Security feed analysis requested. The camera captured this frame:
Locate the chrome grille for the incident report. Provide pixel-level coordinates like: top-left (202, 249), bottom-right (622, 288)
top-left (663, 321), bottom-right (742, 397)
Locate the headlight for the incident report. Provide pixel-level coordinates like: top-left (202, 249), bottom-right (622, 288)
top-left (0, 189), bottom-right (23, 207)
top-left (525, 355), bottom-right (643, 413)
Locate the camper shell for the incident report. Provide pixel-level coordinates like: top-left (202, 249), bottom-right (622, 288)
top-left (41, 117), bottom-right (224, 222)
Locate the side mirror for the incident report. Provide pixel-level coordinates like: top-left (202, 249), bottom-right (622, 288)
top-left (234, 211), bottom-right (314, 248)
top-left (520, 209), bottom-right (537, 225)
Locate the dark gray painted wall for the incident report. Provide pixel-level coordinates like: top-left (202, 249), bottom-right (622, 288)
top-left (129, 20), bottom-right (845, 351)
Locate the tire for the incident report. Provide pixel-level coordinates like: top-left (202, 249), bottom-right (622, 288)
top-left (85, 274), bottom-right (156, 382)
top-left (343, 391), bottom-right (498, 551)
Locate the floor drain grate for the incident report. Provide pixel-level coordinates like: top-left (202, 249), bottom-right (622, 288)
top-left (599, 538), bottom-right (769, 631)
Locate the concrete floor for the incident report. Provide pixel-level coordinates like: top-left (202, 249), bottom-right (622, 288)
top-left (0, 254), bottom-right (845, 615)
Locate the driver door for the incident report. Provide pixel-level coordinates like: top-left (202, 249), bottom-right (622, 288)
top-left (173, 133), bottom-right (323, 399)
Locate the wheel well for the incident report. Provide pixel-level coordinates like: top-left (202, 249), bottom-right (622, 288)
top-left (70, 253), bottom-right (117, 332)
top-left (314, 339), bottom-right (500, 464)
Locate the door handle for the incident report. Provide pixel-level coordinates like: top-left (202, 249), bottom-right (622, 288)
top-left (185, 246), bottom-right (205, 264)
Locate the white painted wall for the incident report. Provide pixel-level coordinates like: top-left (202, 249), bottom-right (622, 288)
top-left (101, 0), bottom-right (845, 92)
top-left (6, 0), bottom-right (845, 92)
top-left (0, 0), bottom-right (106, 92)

Exercise brief.
Can you quote the entries above word for word, from the line with "Locate the headlight" up to and including the line with "top-left (520, 209), bottom-right (537, 225)"?

Solved problem.
Locate the headlight for the incident report. Provide pixel-level coordinates like: top-left (202, 249), bottom-right (622, 288)
top-left (0, 189), bottom-right (23, 207)
top-left (525, 355), bottom-right (643, 413)
Locate the camper shell for the incident report. Provide pixel-level coordinates like: top-left (202, 249), bottom-right (622, 288)
top-left (41, 117), bottom-right (224, 222)
Locate the side mirror for the incident report. Provide pixel-level coordinates like: top-left (202, 249), bottom-right (622, 288)
top-left (234, 211), bottom-right (314, 248)
top-left (520, 209), bottom-right (537, 225)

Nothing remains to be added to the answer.